*Reading passage*:

§ §

Three teenagers run away from a town where a flood years ago has made the people so fearful of water that the local swimming pool stays drained. "An accomplished storyteller, Hoffman deftly interweaves themes of friendship, identity and the tension between family ties and freedom that adolescence inevitably brings," PW said. Ages 10-up. (June) Copyright 2003 Reed Business Information.
Indigo was less a book than a short story. Because of its length, there wasn't time to fully develop the characters and events. Some things seemed as though they were thrown in at the last minute, such as the rings from Trout and Eel's mother, who turned out to be a mermaid. (Surprise!) Still, the book was entertaining. It tells a story of finding yourself, but it tells it to a twelve-year-old audience. I'd recommend this book, but only to younger teens. VOYA CODES: 3Q 3P M J (Readable without serious defects; Will appeal with pushing; Middle School, defined as grades 6 to 8; Junior High, defined as grades 7 to 9). 2002, Scholastic, 96p,
Deana Rutherford, Teen Reviewer
For thirteen-year-old Martha Glimmer, Oak Grove is NOT the place to live. Away from the ocean and receiving little rain each year, the small community is probably the least desirable place, in Martha's view. In fact, for Martha, Oak Grove has little to offer at all. Having lost her mother at twelve, Martha feels that she doesn't fit with the people here, unless it is with her good friends, Trevor and Eli McGill, the adopted sons of Charlie and Kate McGill. There is something strange about the boys—their webbed feet and hands and their fixation with water—have caused the townspeople to shun them and talk behind their backs, but to Martha they are just simply her friends. When the rains and flood come, however, it is Trevor and Eli who become the heroes. In this hauntingly quiet novella, Hoffman creates characters with feeling and depth that go beyond what is seen by the eye. Young adult readers will be drawn to the story and will follow the Martha and the McGills in their quest for love and acceptance.

§ §

Position identification entries
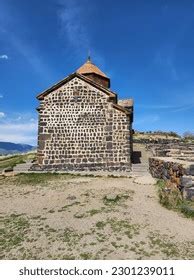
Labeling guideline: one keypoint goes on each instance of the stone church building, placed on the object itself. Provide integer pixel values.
(83, 126)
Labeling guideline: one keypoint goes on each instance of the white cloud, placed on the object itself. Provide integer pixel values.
(2, 115)
(169, 107)
(71, 18)
(4, 56)
(148, 119)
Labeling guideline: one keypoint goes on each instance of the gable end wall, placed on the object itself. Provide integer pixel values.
(80, 130)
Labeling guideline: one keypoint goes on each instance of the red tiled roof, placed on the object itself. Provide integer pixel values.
(88, 67)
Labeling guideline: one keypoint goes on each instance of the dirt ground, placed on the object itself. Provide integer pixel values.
(75, 217)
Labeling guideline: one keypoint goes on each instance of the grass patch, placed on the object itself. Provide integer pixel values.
(13, 231)
(10, 162)
(161, 243)
(39, 178)
(171, 198)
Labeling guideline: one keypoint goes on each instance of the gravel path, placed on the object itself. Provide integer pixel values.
(77, 217)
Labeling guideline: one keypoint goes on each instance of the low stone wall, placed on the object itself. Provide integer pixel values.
(167, 169)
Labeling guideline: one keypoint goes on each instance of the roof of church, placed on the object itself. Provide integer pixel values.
(89, 67)
(71, 76)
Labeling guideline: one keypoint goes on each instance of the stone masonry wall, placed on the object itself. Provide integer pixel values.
(80, 130)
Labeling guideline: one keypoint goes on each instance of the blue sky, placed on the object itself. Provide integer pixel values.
(146, 47)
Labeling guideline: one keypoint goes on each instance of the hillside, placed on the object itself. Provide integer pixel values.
(12, 148)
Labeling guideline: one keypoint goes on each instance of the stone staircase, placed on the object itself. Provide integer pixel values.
(23, 167)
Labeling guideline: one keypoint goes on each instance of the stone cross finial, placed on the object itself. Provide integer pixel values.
(89, 56)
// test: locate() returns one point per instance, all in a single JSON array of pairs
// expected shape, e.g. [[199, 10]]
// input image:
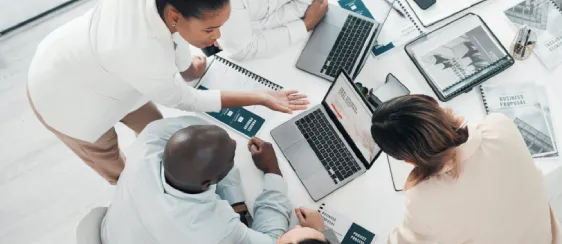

§ §

*What is needed*:
Copy the stretch of the book reviews from "Three teenagers run" through "Reed Business Information.". The entries were taken from a different source than the reviews.

*The answer*:
Three teenagers run away from a town where a flood years ago has made the people so fearful of water that the local swimming pool stays drained. "An accomplished storyteller, Hoffman deftly interweaves themes of friendship, identity and the tension between family ties and freedom that adolescence inevitably brings," PW said. Ages 10-up. (June) Copyright 2003 Reed Business Information.